> Instructions for the task
Reproduce the part of the math help thread starting at "1. ## Need help" and ending at "of the park?", word for word.

> Document text
# # # # # # #
# Thread: Need help on math problems by tommorow

1. ## Need help on math problems by tommorow

1. got on my own
2. (root of x) - 2 = 4th root of x
3. (root of 3-3x) - (root of 3x + 2) = 3
4. write a quad equation with integer coef who roots are
(-1 +- root of -2) / 5
5. got on my own
6. got on my own
7. find all p in f(x) = (p + 1) x^2 + px - 1 so that the quadratic equation's roots are real and unequal
8. find the range of the following quadratic function
f(x) = roof of x(x^2) + roof of 8 (x) -2
almost got but cant get vertex here
9. A park in the shape of a rectangle has dimensions 60m by 100m. If the park contains a rectangular garden enclosed by a concrete walkway, how wide is the walkway if the area of the garden is half the area of the park?
Note : the concrete walkway width is uniform

i tried these and i keep getting the wrong answers
i spent 3 hours trying to figure them out but out of 20 problems, i didnt get these nine
Can you guys give me some hints on how to do these problems?
Thanks

2. ## Problems

Hello mathprob

Welcome to Math Help Forum!
2. (root of x) - 2 = 4th root of x
Let $x = u^4$.Then

$\sqrt{u^4}-2 = \sqrt[4]{u^4}$

$\Rightarrow u^2 - 2 = u$

Solve this quadratic for $u$. Then put $x=u^4$ again at the end.

3. (root of 3-3x) - (root of 3x + 2) = 3
You know that $(a-b)^2 = a^2-2ab+b^2$. So square both sides of

$\sqrt{3-3x} - \sqrt{3x+2} = 3$

to get:

$(3-3x) - 2\sqrt{(3-3x)(3x+2)} + (3x+2) = 3$

$\Rightarrow 2 = 2\sqrt{(3-3x)(3x+2)}$

$\Rightarrow (3-3x)(3x+2) = 1$

4. write a quad equation with integer coef who roots are
(-1 +- root of -2) / 2
Use the quadratic formula. You know that

$\frac{-b\pm\sqrt{b^2-4ac}}{2a} = \frac{-1\pm\sqrt{-2}}{2}$

So start with $a = 1, b = 1$ and see what value this gives for $c$. If it's a fraction, multiply both sides of $ax^2+bx+c=0$ by something that will get rid of fractions.
# # # # # # #
> Given information
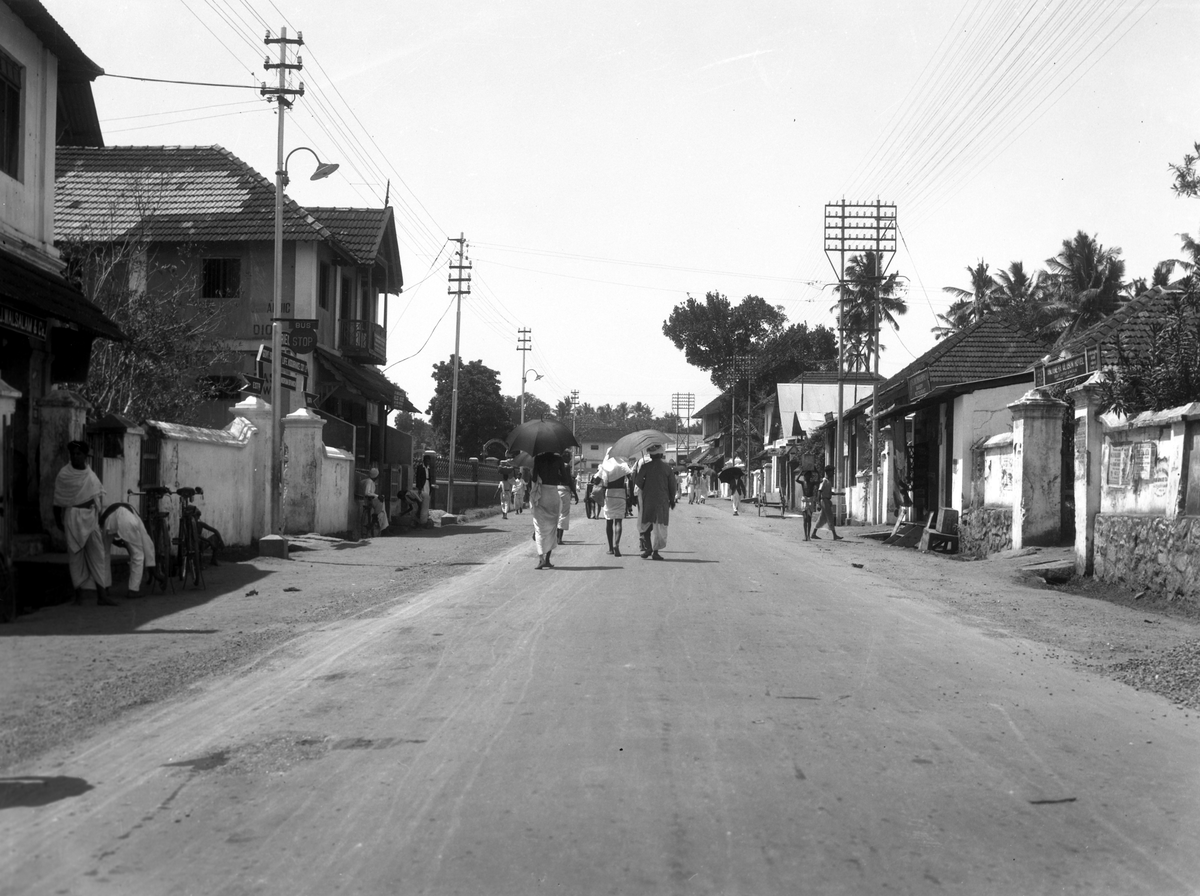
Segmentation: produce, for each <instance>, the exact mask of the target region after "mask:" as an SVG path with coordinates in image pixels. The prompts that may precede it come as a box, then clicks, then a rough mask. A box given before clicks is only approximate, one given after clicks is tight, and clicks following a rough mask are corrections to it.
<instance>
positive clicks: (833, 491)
# # # # # # #
> Final answer
1. ## Need help on math problems by tommorow

1. got on my own
2. (root of x) - 2 = 4th root of x
3. (root of 3-3x) - (root of 3x + 2) = 3
4. write a quad equation with integer coef who roots are
(-1 +- root of -2) / 5
5. got on my own
6. got on my own
7. find all p in f(x) = (p + 1) x^2 + px - 1 so that the quadratic equation's roots are real and unequal
8. find the range of the following quadratic function
f(x) = roof of x(x^2) + roof of 8 (x) -2
almost got but cant get vertex here
9. A park in the shape of a rectangle has dimensions 60m by 100m. If the park contains a rectangular garden enclosed by a concrete walkway, how wide is the walkway if the area of the garden is half the area of the park?